Rabah Khedouci (Arabic: رابح خدوسي) is an Algerian writer and novelist. He has two novels and many story series for children. In 1990, his novel Alghoraba’a won the national prize "Iqbal".

Biography 
Rabah Khedouci was born in 1995 in Beni Misra, Algeria. He completed his education in Institute National De Formation Et De Perfictionnment Du Personnel De L'education. Between 1974 and 1997, he worked as a teacher and an education inspector. He is the founder of ‘Dar Alhadara’, a publishing house established in 1992.  Also, he is the founder of ‘Almoa’alm’, an educational and cultural magazine that was started in 2000. Khedouci has two novels Addahya and Alghoraba’a which has won the national prize "Iqbal". His name emerged as one of the interested in children's literature as he published several story series including "A’alam Alfokaha", "Qisasi Aldjamila", and others.

### Challenge 1
In the biography of Rabah Khedouci, what is the name of the publishing house he founded in 1992?
The records that come next are unrelated to the biography.

### Provided records
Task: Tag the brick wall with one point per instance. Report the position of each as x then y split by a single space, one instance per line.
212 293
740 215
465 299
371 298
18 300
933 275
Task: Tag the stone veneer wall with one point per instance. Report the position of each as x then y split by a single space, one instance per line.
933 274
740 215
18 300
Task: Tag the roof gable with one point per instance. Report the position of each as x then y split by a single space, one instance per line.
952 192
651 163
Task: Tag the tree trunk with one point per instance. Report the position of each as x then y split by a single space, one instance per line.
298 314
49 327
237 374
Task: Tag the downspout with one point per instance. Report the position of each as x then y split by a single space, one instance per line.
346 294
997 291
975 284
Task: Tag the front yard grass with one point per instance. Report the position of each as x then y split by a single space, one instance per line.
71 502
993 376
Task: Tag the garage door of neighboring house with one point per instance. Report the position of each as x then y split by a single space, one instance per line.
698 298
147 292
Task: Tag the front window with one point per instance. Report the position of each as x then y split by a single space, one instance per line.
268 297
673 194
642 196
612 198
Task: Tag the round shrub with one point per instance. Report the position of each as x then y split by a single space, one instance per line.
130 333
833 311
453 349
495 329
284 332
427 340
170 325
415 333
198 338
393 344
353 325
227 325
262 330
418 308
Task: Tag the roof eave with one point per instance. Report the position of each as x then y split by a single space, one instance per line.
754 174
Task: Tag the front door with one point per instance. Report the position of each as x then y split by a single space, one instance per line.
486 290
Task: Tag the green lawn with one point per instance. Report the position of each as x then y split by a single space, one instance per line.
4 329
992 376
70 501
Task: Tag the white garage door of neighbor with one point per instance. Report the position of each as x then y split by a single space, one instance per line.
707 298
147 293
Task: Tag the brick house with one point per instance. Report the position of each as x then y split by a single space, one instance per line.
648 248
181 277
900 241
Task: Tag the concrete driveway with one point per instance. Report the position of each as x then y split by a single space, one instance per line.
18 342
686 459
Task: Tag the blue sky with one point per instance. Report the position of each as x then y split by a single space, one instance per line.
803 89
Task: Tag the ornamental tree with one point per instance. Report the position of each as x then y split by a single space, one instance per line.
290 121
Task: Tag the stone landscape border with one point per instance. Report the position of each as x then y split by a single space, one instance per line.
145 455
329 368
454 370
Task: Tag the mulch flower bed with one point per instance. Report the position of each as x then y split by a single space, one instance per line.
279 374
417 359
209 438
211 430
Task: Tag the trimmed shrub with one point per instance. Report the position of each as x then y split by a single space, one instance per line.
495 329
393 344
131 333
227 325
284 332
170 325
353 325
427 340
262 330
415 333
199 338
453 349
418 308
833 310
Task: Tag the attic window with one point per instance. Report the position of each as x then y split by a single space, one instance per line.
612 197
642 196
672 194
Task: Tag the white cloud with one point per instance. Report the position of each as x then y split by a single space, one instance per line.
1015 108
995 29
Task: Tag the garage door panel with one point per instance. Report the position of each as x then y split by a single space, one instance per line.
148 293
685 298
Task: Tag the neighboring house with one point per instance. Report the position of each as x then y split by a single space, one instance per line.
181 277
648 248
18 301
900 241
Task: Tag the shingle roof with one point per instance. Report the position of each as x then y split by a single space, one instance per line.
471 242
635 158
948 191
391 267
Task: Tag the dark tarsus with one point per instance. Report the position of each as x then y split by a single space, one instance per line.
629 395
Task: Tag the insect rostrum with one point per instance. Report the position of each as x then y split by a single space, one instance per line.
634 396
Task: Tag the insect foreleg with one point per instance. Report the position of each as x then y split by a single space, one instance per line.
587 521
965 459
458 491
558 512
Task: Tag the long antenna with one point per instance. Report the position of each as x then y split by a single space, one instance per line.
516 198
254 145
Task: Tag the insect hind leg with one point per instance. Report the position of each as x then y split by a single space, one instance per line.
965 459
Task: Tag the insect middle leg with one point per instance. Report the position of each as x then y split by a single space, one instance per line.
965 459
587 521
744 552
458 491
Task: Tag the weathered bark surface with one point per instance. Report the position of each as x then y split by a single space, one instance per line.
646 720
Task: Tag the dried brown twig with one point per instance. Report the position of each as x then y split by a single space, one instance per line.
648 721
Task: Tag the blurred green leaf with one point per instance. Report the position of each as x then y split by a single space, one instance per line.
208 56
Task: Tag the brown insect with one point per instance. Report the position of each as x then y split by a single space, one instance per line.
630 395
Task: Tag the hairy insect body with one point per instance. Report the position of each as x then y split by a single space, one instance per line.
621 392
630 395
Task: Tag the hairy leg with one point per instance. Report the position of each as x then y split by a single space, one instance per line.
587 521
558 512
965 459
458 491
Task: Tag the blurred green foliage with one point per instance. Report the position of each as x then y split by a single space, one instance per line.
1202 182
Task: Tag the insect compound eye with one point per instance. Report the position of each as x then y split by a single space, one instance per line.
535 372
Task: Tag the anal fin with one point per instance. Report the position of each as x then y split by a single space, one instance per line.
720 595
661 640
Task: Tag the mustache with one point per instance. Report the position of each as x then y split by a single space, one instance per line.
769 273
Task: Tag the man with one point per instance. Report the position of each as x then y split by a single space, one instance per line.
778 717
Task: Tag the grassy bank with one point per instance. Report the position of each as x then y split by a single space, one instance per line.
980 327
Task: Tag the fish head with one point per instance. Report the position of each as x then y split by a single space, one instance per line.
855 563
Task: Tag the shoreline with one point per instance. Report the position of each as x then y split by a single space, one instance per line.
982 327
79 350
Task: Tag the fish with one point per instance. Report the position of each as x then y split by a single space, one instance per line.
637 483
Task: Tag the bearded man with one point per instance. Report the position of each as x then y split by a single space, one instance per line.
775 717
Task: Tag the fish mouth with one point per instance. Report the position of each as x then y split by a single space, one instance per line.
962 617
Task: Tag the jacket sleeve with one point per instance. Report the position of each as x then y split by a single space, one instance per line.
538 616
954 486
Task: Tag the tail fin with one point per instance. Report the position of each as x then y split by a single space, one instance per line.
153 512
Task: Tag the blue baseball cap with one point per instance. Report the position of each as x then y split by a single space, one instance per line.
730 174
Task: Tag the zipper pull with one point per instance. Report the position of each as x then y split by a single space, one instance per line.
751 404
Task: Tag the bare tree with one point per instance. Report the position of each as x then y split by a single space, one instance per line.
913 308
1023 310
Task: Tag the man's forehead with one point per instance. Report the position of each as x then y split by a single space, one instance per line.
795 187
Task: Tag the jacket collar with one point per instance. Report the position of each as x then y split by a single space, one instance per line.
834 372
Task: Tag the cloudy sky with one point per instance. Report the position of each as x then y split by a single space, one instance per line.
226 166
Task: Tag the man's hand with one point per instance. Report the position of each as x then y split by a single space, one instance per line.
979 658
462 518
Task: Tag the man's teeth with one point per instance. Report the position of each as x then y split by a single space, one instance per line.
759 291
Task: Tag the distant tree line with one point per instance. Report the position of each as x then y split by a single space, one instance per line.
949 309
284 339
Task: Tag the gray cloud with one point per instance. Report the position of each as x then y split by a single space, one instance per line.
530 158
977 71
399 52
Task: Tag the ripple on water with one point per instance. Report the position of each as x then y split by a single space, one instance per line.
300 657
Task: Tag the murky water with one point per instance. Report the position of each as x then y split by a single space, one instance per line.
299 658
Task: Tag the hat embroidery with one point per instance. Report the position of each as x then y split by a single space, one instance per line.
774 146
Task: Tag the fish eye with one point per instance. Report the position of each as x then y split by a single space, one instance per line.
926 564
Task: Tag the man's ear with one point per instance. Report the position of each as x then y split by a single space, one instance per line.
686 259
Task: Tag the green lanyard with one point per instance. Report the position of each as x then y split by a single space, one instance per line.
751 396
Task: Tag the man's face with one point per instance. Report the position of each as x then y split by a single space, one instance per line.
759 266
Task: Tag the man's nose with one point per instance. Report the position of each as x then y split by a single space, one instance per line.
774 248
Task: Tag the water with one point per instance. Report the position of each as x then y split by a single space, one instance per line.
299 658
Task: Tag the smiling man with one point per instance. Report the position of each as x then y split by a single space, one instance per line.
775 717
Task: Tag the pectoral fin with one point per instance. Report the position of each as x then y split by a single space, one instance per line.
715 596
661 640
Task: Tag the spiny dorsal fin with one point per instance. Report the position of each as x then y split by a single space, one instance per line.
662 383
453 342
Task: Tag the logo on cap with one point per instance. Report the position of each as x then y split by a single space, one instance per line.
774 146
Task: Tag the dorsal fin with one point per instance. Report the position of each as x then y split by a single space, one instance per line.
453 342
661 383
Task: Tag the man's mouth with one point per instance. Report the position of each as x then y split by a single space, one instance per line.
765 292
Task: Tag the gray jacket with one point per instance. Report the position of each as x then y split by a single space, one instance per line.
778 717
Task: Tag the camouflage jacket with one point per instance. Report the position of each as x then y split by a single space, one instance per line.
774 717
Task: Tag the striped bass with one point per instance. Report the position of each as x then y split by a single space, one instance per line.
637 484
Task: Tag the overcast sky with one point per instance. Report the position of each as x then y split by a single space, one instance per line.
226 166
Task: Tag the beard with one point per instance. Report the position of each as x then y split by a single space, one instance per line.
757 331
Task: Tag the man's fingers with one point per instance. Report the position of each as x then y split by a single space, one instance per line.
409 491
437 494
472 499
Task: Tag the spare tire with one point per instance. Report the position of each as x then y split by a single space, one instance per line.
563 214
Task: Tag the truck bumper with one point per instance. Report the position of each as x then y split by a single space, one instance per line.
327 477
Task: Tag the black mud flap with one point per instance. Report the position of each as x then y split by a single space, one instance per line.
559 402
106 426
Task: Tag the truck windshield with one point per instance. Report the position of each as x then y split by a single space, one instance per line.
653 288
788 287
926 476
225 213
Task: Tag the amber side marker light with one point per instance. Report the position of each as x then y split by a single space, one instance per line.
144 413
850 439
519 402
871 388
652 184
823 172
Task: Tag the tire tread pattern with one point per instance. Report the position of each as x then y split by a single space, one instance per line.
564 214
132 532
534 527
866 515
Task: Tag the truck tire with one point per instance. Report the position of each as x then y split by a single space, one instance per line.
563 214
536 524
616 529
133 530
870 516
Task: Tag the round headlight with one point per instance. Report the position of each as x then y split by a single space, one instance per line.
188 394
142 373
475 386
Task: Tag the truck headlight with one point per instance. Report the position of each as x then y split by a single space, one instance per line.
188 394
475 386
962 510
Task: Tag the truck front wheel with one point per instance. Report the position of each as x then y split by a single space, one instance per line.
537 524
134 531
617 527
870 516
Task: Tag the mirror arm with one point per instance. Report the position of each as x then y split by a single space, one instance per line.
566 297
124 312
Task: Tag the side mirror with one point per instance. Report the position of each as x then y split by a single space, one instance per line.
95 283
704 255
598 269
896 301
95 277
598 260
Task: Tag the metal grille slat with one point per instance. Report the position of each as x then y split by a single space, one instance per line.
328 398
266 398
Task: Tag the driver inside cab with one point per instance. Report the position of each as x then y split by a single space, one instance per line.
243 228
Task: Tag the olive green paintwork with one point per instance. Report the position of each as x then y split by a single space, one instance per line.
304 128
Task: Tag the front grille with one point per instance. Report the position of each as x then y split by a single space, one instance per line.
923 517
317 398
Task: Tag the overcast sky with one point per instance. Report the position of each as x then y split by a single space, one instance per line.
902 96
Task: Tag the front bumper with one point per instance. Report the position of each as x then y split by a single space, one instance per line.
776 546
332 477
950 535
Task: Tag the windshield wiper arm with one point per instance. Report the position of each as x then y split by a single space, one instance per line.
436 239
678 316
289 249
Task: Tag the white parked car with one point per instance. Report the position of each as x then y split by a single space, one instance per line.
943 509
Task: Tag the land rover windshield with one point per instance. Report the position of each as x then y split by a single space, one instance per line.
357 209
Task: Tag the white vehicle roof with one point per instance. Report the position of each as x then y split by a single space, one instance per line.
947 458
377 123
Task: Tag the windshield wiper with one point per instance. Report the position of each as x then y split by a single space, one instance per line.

### Challenge 2
Report how many lines of the records contain the string "stone". Give only the number.

### Written solution 1
Dar Alhadara

### Written solution 2
2